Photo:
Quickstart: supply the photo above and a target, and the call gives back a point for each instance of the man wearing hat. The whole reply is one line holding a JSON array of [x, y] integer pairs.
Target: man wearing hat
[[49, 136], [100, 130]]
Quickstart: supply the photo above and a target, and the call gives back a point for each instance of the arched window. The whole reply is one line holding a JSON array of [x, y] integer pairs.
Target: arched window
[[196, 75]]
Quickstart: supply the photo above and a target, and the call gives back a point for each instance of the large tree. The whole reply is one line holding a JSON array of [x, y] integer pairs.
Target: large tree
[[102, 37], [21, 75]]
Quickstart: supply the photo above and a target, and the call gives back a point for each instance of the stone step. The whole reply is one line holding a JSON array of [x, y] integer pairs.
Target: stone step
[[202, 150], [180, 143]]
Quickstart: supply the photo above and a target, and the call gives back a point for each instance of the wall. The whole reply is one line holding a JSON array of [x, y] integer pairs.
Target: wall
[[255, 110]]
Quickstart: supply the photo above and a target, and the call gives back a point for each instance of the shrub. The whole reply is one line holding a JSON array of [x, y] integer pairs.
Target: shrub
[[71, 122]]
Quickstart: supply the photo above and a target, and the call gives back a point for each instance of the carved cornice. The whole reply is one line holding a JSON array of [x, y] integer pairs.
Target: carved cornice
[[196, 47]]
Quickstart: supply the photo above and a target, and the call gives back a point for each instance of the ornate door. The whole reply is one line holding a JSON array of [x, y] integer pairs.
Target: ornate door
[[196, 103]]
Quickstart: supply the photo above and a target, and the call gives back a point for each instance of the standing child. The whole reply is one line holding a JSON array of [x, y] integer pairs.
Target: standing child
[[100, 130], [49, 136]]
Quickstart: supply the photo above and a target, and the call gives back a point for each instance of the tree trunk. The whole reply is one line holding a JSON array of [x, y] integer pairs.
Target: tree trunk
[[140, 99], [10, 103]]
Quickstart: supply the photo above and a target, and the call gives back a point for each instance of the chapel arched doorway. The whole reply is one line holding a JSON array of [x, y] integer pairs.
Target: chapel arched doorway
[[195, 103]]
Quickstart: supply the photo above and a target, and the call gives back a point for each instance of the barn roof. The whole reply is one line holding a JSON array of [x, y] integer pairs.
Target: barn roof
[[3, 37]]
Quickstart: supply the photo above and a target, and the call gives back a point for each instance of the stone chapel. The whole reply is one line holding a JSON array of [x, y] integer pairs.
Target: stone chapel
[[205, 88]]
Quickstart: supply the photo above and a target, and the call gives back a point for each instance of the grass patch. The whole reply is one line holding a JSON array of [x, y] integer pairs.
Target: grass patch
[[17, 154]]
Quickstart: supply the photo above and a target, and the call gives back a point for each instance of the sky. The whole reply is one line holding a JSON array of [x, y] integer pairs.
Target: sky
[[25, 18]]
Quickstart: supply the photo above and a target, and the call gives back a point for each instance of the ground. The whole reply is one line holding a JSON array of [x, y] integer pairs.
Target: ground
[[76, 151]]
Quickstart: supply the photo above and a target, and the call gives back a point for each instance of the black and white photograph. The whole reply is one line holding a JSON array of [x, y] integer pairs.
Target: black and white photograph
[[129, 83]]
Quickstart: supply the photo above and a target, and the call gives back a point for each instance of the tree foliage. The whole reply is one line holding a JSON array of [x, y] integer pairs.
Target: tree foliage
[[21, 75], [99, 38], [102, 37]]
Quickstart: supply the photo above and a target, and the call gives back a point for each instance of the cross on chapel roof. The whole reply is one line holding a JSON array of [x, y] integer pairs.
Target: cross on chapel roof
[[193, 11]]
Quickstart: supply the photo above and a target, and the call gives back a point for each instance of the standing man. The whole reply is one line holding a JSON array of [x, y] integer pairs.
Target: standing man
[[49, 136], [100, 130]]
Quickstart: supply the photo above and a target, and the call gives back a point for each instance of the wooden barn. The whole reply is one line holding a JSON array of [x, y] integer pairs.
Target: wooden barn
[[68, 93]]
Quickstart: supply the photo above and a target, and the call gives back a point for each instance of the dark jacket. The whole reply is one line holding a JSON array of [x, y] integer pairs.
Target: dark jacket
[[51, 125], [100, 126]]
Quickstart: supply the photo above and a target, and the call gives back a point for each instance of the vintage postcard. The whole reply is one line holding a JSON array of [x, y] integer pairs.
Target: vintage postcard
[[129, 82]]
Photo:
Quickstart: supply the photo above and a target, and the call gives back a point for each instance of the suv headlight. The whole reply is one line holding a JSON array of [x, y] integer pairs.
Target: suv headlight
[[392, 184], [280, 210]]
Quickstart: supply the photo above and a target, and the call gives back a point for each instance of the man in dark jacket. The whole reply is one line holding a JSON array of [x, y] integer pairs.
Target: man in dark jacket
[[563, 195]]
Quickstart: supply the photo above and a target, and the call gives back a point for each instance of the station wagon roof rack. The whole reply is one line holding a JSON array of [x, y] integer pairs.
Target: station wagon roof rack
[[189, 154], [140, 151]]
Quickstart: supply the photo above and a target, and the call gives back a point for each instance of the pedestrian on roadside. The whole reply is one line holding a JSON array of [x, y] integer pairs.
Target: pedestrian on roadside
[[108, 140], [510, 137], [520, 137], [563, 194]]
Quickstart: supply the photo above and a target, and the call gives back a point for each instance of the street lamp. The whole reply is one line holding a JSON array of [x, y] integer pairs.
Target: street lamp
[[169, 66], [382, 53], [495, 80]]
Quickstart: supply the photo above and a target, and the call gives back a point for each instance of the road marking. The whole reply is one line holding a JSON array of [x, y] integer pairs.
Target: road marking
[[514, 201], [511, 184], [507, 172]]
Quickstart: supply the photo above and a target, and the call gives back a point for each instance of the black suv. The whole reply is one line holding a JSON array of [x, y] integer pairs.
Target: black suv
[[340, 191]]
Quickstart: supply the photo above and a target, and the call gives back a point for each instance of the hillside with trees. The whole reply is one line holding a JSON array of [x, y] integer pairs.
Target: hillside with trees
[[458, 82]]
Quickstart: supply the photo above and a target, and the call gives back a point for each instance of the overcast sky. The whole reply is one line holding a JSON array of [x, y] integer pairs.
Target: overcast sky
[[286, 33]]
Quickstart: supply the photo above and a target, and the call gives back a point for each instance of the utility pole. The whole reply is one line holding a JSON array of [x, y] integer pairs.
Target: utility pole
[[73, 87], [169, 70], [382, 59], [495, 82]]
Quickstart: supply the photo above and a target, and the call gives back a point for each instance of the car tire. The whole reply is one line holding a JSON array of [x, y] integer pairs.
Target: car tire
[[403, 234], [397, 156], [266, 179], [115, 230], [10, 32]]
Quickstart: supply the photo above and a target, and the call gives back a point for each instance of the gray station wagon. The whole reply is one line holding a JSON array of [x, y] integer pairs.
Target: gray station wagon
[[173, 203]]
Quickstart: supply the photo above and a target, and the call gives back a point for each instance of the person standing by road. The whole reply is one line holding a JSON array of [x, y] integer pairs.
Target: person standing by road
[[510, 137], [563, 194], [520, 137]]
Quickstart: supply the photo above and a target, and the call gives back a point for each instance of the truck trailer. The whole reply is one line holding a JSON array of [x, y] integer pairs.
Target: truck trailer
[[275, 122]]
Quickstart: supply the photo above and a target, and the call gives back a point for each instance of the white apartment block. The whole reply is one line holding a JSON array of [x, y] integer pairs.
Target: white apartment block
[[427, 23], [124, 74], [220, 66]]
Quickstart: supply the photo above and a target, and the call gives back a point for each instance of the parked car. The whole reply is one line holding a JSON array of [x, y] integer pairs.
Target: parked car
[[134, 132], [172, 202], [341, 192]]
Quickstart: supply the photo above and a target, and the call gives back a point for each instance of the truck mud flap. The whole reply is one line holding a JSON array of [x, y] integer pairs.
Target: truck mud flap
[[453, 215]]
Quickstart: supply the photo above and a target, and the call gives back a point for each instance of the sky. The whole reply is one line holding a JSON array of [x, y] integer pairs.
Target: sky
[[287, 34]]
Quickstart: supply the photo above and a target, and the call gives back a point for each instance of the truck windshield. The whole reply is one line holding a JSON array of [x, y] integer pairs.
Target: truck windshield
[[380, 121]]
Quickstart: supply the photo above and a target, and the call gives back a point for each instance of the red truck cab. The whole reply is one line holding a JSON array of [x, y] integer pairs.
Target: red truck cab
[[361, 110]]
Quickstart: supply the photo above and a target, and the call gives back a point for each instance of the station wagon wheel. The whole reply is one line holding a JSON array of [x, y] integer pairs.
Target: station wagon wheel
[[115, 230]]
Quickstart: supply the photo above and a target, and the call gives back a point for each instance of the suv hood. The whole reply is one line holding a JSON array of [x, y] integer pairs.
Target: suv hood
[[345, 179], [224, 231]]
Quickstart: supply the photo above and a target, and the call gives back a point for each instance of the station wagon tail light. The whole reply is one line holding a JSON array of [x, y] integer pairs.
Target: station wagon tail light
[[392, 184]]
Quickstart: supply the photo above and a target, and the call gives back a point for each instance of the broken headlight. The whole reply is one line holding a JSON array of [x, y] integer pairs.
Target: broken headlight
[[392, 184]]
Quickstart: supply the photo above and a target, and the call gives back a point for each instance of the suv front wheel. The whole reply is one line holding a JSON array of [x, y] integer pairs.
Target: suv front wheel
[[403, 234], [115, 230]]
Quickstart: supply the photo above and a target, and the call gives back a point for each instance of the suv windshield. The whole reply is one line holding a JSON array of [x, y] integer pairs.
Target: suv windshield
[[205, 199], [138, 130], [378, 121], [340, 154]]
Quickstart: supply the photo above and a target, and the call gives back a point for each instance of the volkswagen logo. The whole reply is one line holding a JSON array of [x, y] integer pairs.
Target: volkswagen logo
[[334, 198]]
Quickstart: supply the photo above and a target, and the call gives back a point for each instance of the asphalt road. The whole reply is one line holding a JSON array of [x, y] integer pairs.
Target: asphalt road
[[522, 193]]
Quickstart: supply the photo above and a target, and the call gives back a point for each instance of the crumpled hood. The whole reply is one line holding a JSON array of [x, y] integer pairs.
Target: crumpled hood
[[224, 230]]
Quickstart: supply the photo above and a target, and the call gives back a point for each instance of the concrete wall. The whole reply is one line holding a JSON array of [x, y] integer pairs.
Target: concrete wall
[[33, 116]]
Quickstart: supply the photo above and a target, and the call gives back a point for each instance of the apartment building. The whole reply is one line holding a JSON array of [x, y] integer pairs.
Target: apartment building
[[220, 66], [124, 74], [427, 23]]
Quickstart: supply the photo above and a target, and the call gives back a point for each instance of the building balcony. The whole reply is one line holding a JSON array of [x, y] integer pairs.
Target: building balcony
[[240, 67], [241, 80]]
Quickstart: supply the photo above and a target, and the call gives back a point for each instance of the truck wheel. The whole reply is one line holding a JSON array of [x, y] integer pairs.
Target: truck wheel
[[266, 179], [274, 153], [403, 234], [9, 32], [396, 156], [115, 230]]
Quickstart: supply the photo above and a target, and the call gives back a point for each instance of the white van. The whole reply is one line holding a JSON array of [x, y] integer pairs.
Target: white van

----------

(Exercise aim): Using the records above, restate word for word the lines from the one with "of the ornate" through the one with "the tree trunk.", both included.

(Reply to the task):
Quickstart: supply the photo above and a target, and the call gives back a point for each instance of the ornate door. The whole reply is one line holding a JSON array of [x, y] integer pairs.
Target: ornate door
[[196, 103]]
Quickstart: supply the photo above and a target, and the call gives back a point for each instance of the standing child. The whole reply is one line holding a JSON array of [x, y] integer pairs.
Target: standing child
[[100, 130], [49, 136]]
Quickstart: supply the photo above and a target, and the call gives back a point for each instance of the tree trunk. The whole reply is one line holding a JSON array of [x, y] integer pairs.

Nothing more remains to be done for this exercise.